Some of the biggest and most influential names of cinema, coming together to bring us some short vignettes on what cinema really means to them. It worries me that something like this could go so wrong. To Each His Own Cinema may feature the personal reflections of some of our favourite directors, but the actual value the collection of short movies on display really comes under fire almost immediately. What can these directors offer together that they can’t offer alone? It’s interesting to see how big a disaster the final product really is.

It’s nice to see that if you have any experience with the many directors featured throughout this film, you can more or less pinpoint their inclusion almost instantly. Lynch’s framing and the utilisation of sound sets him out far above the rest, one of the few times where the least narrow-minded and straight-forward direction is the most welcome and entertaining. My differences with Lynch and his direction fall to the wayside entirely when he’s the only one out of the thirty-two “pinnacles of cinema” to feature anything that could be considered interesting.

■ Prompt:
In the film review, how many "pinnacles of cinema" does the reviewer say took part?

■ Available data:

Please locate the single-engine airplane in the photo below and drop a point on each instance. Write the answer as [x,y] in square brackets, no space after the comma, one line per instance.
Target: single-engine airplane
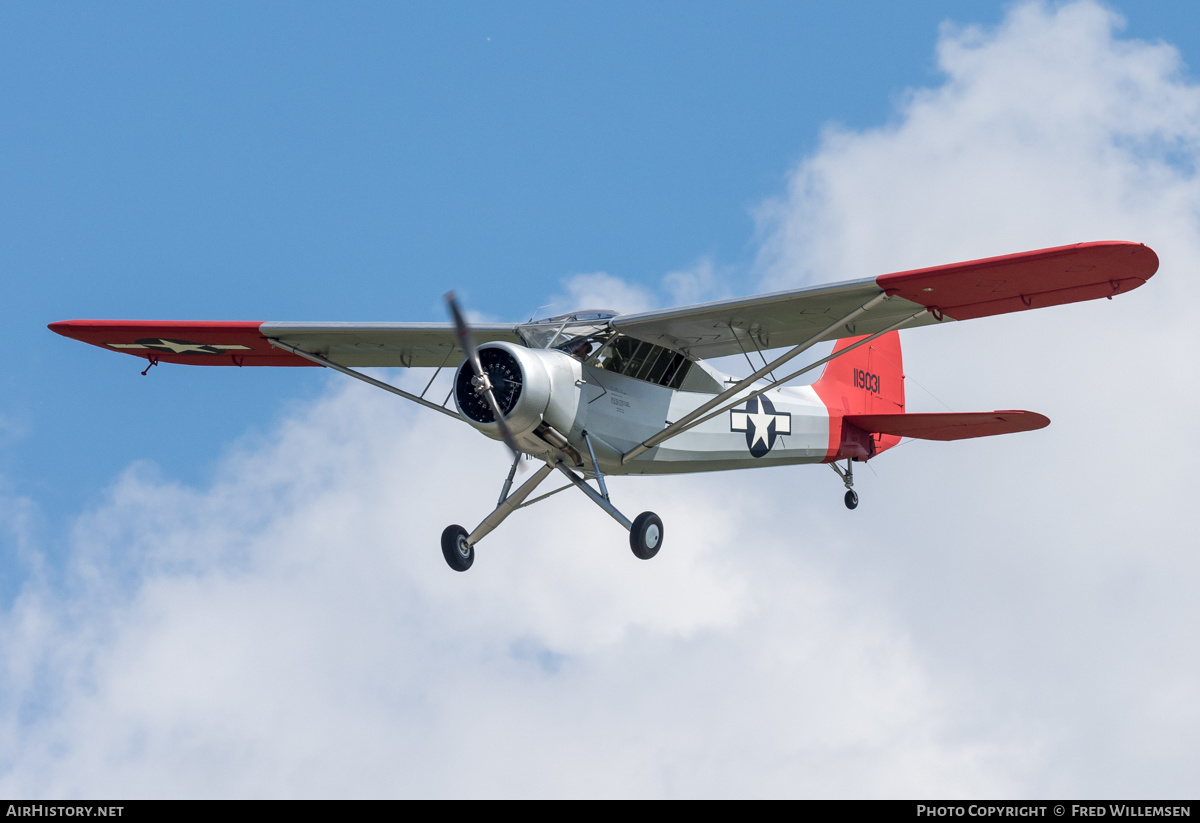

■ Response to the task:
Thirty-two.